J’aimerais être associé à ce texte ô combien nécessaire, merci d’avance (Jean-Sébastien Guillermou, auteur)
Vous pouvez m’ajouter si c’est utile, je suis d’accord.
Bonjour, j’aimerai moi aussi faire partie des signatures (Chloé Bureau, graphiste)
Bonjour, je souhaiterais moi aussi être inscrit sur cette liste. (Nicolas Pagès, psychologue et auteur)
Hello,
Faut mettre un E à la fin de FUTURE en anglais !
oui, en effet, c’est corrigé, merci beaucoup ^^
Je souhaite aussi m’associer à cette démarche. Merci pour ce texte. Pour un futur sans armes et avec âmes ! (Marguerite Roussarie, autrice et blogueuse)
Merci pour cette mise au point.

_ENREGISTREMENTS DE DONNÉES_

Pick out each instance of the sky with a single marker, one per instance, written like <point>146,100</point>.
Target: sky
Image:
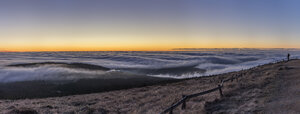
<point>147,25</point>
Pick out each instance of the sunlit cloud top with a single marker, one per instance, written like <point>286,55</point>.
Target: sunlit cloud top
<point>100,25</point>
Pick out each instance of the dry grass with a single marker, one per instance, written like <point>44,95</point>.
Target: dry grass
<point>252,93</point>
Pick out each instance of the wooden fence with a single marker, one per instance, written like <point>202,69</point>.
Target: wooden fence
<point>220,86</point>
<point>184,98</point>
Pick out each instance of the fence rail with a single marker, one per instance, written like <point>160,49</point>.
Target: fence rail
<point>184,98</point>
<point>220,86</point>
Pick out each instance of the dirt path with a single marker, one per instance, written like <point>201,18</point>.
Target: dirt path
<point>272,88</point>
<point>286,99</point>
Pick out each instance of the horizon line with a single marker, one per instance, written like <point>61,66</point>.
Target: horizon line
<point>173,49</point>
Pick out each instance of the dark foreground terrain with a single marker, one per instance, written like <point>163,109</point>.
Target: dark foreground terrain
<point>271,88</point>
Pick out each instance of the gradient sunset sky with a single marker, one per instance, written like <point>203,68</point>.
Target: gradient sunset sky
<point>102,25</point>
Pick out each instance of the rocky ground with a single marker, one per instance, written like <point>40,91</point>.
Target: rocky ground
<point>271,88</point>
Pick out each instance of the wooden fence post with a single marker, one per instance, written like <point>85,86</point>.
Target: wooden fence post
<point>171,111</point>
<point>184,103</point>
<point>220,90</point>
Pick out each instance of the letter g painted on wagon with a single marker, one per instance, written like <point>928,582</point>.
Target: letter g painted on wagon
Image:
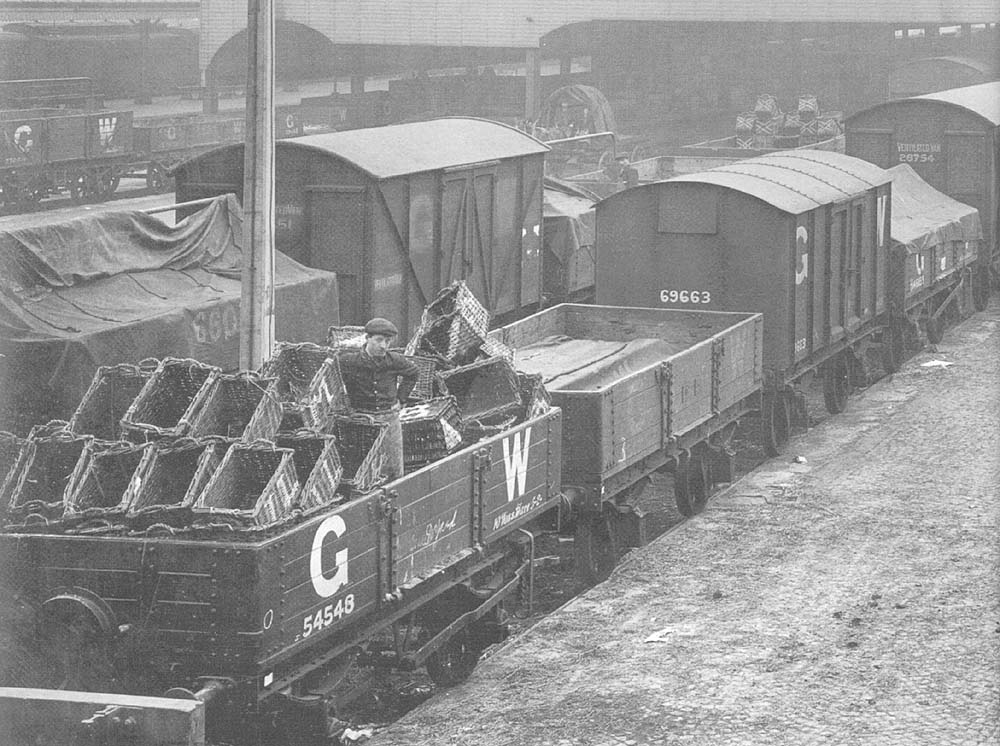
<point>327,585</point>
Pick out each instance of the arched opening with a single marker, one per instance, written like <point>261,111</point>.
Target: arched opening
<point>301,53</point>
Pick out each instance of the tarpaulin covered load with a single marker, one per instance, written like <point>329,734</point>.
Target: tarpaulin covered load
<point>923,217</point>
<point>568,239</point>
<point>123,286</point>
<point>935,234</point>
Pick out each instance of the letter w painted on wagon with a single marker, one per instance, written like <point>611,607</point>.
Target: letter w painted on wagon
<point>515,463</point>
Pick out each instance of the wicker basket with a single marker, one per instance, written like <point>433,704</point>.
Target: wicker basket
<point>11,452</point>
<point>345,336</point>
<point>424,388</point>
<point>453,326</point>
<point>327,395</point>
<point>317,465</point>
<point>295,366</point>
<point>474,430</point>
<point>46,472</point>
<point>104,475</point>
<point>111,392</point>
<point>484,390</point>
<point>535,398</point>
<point>169,400</point>
<point>359,442</point>
<point>431,430</point>
<point>254,487</point>
<point>241,405</point>
<point>169,479</point>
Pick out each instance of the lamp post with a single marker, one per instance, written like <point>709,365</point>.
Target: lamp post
<point>257,298</point>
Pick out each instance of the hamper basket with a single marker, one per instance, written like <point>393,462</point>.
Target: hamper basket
<point>484,390</point>
<point>317,466</point>
<point>45,472</point>
<point>359,442</point>
<point>111,392</point>
<point>431,430</point>
<point>169,479</point>
<point>254,487</point>
<point>241,405</point>
<point>169,399</point>
<point>453,326</point>
<point>103,476</point>
<point>294,365</point>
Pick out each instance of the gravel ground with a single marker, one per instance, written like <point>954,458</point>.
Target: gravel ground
<point>847,596</point>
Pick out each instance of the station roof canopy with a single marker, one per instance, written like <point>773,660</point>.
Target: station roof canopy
<point>795,181</point>
<point>415,147</point>
<point>982,99</point>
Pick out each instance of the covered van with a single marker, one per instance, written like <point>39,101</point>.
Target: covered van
<point>402,211</point>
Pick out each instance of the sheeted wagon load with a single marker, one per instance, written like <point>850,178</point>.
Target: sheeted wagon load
<point>120,287</point>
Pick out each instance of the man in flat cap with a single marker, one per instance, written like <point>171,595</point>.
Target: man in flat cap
<point>377,382</point>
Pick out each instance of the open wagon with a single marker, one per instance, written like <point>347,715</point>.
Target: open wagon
<point>641,390</point>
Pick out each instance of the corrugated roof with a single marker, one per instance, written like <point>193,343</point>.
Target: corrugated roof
<point>399,149</point>
<point>982,99</point>
<point>795,180</point>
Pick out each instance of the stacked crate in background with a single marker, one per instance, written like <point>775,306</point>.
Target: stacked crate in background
<point>768,127</point>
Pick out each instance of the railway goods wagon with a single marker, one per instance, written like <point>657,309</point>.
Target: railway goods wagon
<point>935,247</point>
<point>278,616</point>
<point>145,290</point>
<point>401,211</point>
<point>641,389</point>
<point>43,150</point>
<point>952,140</point>
<point>800,236</point>
<point>162,143</point>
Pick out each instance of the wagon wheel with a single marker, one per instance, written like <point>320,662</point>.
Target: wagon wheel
<point>981,288</point>
<point>105,185</point>
<point>692,484</point>
<point>776,423</point>
<point>837,384</point>
<point>74,654</point>
<point>606,160</point>
<point>595,546</point>
<point>454,661</point>
<point>77,187</point>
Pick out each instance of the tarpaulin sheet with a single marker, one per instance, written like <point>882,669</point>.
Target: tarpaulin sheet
<point>120,287</point>
<point>569,216</point>
<point>923,217</point>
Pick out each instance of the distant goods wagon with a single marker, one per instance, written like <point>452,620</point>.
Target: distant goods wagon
<point>951,139</point>
<point>800,236</point>
<point>401,211</point>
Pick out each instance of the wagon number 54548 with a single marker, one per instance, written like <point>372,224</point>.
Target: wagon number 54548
<point>327,615</point>
<point>685,296</point>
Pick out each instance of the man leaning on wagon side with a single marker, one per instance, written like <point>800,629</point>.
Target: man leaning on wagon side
<point>377,381</point>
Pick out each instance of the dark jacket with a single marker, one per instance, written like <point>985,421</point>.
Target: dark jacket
<point>375,385</point>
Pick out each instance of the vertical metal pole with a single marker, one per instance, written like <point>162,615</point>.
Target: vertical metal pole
<point>532,84</point>
<point>257,301</point>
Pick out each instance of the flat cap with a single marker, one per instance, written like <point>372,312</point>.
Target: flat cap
<point>381,326</point>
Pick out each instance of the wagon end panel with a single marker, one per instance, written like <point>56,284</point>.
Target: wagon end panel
<point>738,356</point>
<point>690,399</point>
<point>321,578</point>
<point>584,448</point>
<point>200,601</point>
<point>524,478</point>
<point>631,426</point>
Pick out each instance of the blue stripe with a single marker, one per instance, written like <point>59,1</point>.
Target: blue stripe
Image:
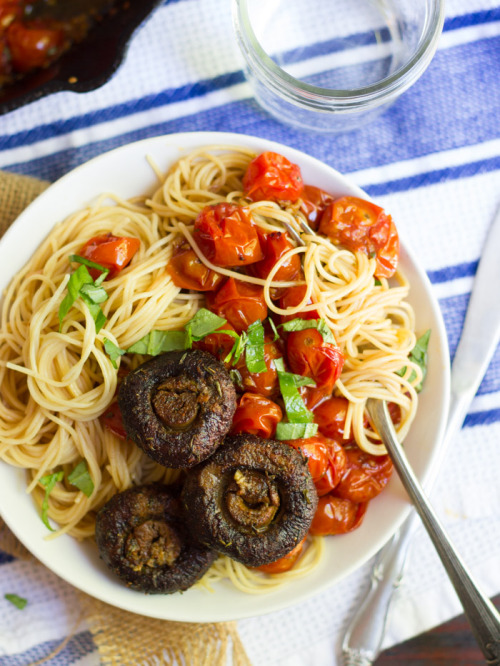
<point>413,127</point>
<point>433,177</point>
<point>482,418</point>
<point>474,18</point>
<point>79,646</point>
<point>453,272</point>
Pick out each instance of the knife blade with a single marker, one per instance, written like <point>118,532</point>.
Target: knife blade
<point>478,342</point>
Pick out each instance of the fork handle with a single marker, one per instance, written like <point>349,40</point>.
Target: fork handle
<point>483,617</point>
<point>363,639</point>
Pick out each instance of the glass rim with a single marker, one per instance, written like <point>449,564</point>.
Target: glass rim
<point>315,96</point>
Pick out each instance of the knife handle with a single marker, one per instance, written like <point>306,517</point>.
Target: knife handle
<point>363,639</point>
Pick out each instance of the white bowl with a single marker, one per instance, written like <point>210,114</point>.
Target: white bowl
<point>126,172</point>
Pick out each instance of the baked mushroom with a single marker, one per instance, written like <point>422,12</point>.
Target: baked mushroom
<point>142,538</point>
<point>253,499</point>
<point>178,406</point>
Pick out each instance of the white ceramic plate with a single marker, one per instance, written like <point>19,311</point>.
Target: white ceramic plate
<point>126,172</point>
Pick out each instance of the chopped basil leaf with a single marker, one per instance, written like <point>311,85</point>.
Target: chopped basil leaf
<point>80,478</point>
<point>295,407</point>
<point>419,356</point>
<point>302,324</point>
<point>157,342</point>
<point>81,284</point>
<point>295,430</point>
<point>76,258</point>
<point>203,323</point>
<point>16,600</point>
<point>238,347</point>
<point>48,482</point>
<point>274,329</point>
<point>113,351</point>
<point>95,293</point>
<point>236,377</point>
<point>254,351</point>
<point>76,281</point>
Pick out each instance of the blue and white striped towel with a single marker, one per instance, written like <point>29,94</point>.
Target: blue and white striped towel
<point>432,160</point>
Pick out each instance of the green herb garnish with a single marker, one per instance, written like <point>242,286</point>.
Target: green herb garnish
<point>254,351</point>
<point>295,407</point>
<point>80,478</point>
<point>203,323</point>
<point>48,482</point>
<point>81,285</point>
<point>113,351</point>
<point>16,600</point>
<point>419,356</point>
<point>157,342</point>
<point>295,430</point>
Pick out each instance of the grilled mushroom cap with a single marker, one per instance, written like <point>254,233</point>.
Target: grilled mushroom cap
<point>178,406</point>
<point>253,500</point>
<point>141,537</point>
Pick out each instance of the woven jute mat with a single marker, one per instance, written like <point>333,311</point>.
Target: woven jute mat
<point>122,638</point>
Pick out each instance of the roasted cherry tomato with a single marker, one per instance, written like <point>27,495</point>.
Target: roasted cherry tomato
<point>286,562</point>
<point>10,11</point>
<point>218,344</point>
<point>188,272</point>
<point>112,252</point>
<point>292,297</point>
<point>32,46</point>
<point>274,246</point>
<point>337,465</point>
<point>330,416</point>
<point>226,235</point>
<point>240,303</point>
<point>314,202</point>
<point>336,516</point>
<point>264,383</point>
<point>309,355</point>
<point>315,449</point>
<point>272,177</point>
<point>256,415</point>
<point>360,225</point>
<point>112,420</point>
<point>365,477</point>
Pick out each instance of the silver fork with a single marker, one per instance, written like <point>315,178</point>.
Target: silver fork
<point>479,339</point>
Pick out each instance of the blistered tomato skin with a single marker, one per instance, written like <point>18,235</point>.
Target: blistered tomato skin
<point>314,203</point>
<point>362,226</point>
<point>111,252</point>
<point>274,246</point>
<point>240,303</point>
<point>272,177</point>
<point>226,236</point>
<point>256,415</point>
<point>336,516</point>
<point>309,355</point>
<point>189,272</point>
<point>365,477</point>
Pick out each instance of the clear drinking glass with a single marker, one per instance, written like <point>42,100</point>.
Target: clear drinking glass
<point>332,65</point>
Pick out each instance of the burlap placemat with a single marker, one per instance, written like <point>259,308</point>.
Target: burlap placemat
<point>122,638</point>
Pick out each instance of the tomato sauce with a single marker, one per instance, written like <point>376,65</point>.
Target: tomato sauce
<point>29,42</point>
<point>346,477</point>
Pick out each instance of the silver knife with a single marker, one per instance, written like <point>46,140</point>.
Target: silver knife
<point>479,339</point>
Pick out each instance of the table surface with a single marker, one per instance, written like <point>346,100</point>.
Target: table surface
<point>450,643</point>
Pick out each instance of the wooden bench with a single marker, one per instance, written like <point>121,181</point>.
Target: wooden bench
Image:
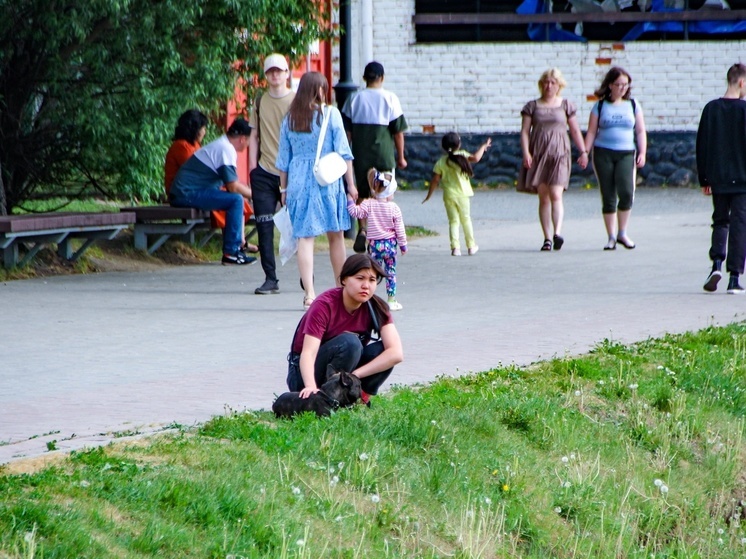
<point>163,222</point>
<point>35,231</point>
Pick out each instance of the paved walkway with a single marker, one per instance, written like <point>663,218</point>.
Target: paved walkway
<point>88,358</point>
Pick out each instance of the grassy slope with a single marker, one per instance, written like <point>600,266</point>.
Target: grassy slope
<point>626,452</point>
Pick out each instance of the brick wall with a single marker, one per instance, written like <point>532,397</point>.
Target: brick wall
<point>479,88</point>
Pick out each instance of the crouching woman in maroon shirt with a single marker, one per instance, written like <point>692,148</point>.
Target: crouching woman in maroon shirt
<point>348,329</point>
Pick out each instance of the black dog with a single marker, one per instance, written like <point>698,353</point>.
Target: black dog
<point>340,391</point>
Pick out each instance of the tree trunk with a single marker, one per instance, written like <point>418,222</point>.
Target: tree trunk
<point>3,205</point>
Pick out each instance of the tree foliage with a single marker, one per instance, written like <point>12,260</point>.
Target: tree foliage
<point>90,91</point>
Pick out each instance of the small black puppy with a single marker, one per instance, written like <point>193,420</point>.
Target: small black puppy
<point>340,391</point>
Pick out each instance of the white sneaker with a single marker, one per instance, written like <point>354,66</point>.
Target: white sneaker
<point>395,305</point>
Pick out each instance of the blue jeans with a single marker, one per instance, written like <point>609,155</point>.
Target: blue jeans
<point>214,199</point>
<point>342,353</point>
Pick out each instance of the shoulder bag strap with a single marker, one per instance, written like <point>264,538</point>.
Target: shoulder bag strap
<point>374,319</point>
<point>322,133</point>
<point>258,126</point>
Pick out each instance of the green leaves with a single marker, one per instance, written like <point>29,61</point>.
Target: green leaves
<point>90,92</point>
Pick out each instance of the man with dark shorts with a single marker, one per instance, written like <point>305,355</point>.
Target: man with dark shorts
<point>375,126</point>
<point>721,164</point>
<point>269,110</point>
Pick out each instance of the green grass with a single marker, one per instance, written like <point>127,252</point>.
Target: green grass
<point>69,205</point>
<point>627,452</point>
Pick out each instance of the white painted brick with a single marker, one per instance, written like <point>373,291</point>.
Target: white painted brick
<point>481,87</point>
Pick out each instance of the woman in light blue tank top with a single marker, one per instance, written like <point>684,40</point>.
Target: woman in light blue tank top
<point>616,132</point>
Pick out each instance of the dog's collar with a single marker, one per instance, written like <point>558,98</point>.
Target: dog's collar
<point>329,400</point>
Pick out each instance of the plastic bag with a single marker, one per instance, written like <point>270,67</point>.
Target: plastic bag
<point>288,243</point>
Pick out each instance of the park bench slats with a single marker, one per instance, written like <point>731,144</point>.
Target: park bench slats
<point>35,231</point>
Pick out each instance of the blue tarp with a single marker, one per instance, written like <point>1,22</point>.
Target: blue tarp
<point>538,31</point>
<point>708,27</point>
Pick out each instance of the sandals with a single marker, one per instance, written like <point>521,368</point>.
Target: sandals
<point>611,245</point>
<point>626,242</point>
<point>558,242</point>
<point>248,247</point>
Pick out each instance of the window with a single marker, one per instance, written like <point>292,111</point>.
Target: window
<point>438,21</point>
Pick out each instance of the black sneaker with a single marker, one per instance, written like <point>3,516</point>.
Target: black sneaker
<point>359,244</point>
<point>712,281</point>
<point>733,287</point>
<point>239,259</point>
<point>269,287</point>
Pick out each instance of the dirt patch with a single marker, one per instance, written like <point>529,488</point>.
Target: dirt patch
<point>116,255</point>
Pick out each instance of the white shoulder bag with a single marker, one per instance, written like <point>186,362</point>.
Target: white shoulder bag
<point>332,166</point>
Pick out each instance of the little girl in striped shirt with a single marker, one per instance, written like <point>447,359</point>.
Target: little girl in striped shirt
<point>385,227</point>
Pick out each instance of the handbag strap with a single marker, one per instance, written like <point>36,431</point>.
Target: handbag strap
<point>322,133</point>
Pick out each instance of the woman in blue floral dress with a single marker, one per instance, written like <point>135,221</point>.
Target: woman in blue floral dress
<point>314,209</point>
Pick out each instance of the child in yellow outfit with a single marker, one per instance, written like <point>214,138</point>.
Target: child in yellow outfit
<point>453,173</point>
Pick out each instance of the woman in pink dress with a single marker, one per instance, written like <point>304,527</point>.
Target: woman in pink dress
<point>546,153</point>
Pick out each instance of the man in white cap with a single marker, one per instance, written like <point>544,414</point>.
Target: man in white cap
<point>270,107</point>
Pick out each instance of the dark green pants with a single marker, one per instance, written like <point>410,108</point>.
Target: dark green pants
<point>615,171</point>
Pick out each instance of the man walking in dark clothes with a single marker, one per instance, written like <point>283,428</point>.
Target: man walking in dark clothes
<point>721,164</point>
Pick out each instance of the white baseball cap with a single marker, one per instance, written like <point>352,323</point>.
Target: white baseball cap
<point>275,60</point>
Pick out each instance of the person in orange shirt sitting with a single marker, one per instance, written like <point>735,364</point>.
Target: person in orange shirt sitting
<point>188,135</point>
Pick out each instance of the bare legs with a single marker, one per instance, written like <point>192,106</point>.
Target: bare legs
<point>305,266</point>
<point>551,209</point>
<point>616,228</point>
<point>337,255</point>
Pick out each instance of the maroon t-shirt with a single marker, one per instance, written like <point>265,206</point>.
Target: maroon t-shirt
<point>328,318</point>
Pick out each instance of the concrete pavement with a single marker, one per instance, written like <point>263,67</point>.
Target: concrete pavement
<point>85,359</point>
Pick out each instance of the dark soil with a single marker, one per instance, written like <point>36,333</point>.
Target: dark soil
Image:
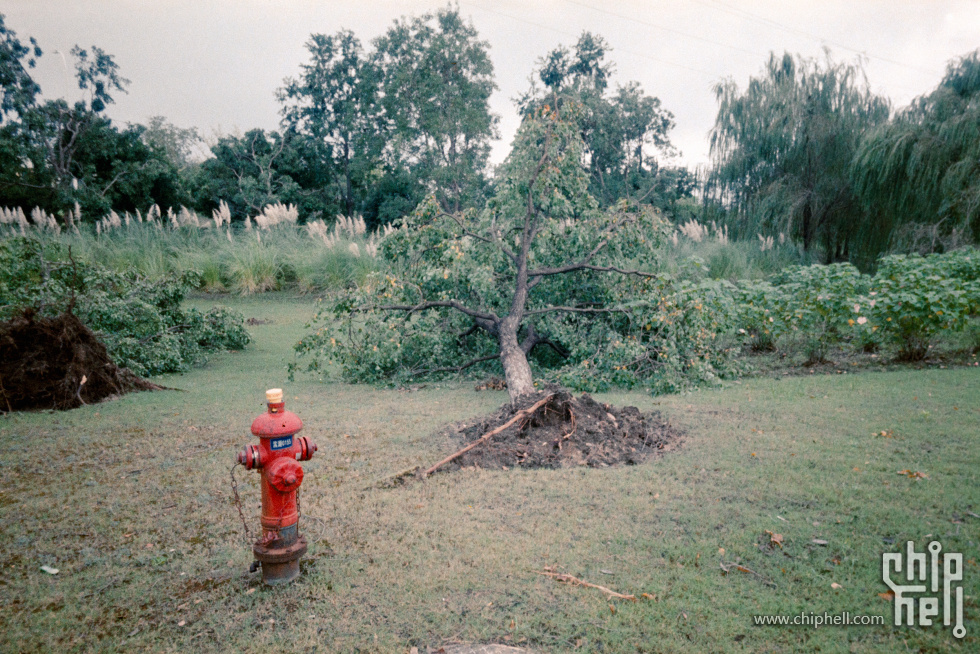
<point>57,363</point>
<point>567,431</point>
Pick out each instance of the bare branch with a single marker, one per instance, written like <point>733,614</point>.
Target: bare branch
<point>460,368</point>
<point>452,304</point>
<point>574,310</point>
<point>583,266</point>
<point>495,241</point>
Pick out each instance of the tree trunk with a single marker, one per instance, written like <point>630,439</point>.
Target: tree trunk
<point>517,371</point>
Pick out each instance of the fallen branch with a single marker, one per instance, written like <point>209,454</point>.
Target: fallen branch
<point>741,568</point>
<point>490,434</point>
<point>392,480</point>
<point>575,581</point>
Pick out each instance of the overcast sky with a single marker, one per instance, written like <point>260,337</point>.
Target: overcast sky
<point>216,64</point>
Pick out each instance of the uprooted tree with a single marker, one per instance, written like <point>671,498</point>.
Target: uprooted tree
<point>539,274</point>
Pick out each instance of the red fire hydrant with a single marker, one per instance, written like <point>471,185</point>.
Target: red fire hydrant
<point>280,547</point>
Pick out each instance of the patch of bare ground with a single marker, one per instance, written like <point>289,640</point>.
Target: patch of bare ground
<point>553,429</point>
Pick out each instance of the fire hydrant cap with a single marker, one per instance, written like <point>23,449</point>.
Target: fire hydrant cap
<point>285,475</point>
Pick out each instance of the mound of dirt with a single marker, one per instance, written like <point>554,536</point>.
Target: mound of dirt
<point>57,363</point>
<point>563,431</point>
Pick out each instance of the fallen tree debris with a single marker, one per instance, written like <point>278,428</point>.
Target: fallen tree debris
<point>553,429</point>
<point>725,569</point>
<point>575,581</point>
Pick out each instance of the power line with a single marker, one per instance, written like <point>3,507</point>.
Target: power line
<point>786,28</point>
<point>668,29</point>
<point>552,29</point>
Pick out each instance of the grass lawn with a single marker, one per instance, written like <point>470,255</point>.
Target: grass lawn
<point>131,501</point>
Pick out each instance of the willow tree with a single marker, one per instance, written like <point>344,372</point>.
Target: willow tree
<point>922,169</point>
<point>540,270</point>
<point>781,150</point>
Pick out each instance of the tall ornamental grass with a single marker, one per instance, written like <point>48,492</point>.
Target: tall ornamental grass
<point>267,252</point>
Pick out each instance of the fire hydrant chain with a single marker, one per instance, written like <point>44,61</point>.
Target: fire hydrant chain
<point>238,503</point>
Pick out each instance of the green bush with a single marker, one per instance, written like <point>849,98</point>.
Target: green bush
<point>917,298</point>
<point>140,321</point>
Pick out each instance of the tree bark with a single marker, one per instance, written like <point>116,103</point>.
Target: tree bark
<point>517,371</point>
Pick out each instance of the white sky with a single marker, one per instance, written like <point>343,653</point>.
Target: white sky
<point>216,64</point>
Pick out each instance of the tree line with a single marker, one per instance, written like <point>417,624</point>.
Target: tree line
<point>805,149</point>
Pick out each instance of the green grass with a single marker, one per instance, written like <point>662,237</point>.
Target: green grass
<point>131,500</point>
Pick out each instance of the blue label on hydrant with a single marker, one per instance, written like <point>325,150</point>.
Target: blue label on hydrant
<point>281,443</point>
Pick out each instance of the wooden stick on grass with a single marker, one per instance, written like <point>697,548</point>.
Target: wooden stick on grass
<point>575,581</point>
<point>490,434</point>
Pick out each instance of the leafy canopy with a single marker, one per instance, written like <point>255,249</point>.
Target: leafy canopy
<point>783,146</point>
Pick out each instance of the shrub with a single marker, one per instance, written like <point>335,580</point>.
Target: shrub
<point>140,321</point>
<point>919,297</point>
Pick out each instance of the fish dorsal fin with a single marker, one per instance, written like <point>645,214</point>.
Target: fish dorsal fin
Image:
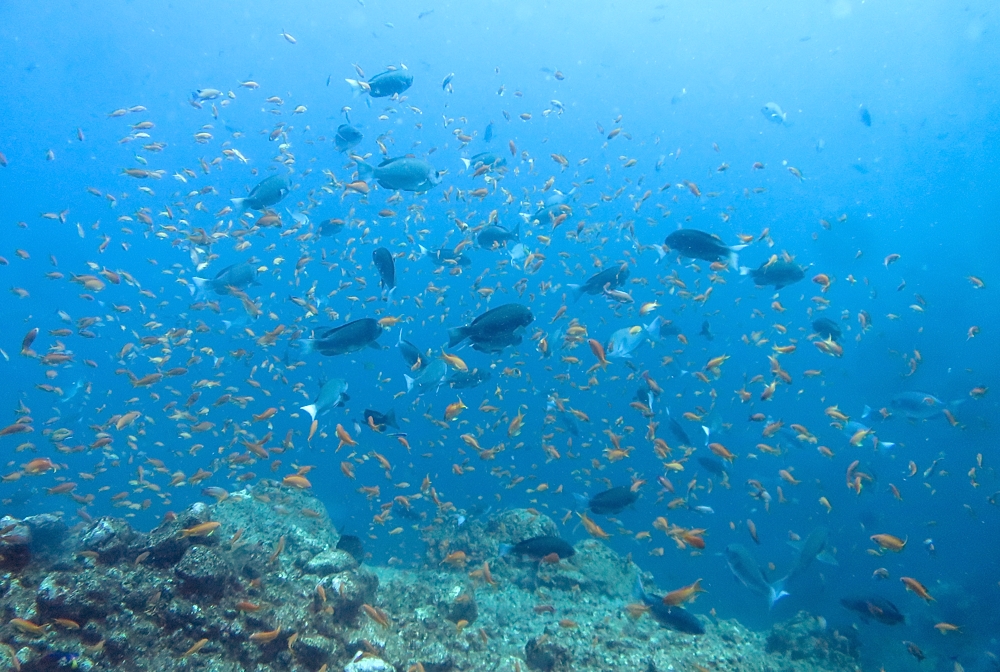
<point>224,271</point>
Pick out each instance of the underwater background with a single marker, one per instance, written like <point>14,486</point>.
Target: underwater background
<point>855,142</point>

_CONSIGNE_
D'après le texte présenté, quelle lettre faut-il ajouter à la fin de FUTURE en anglais ?

_RÉPONSE ATTENDUE_
Un E.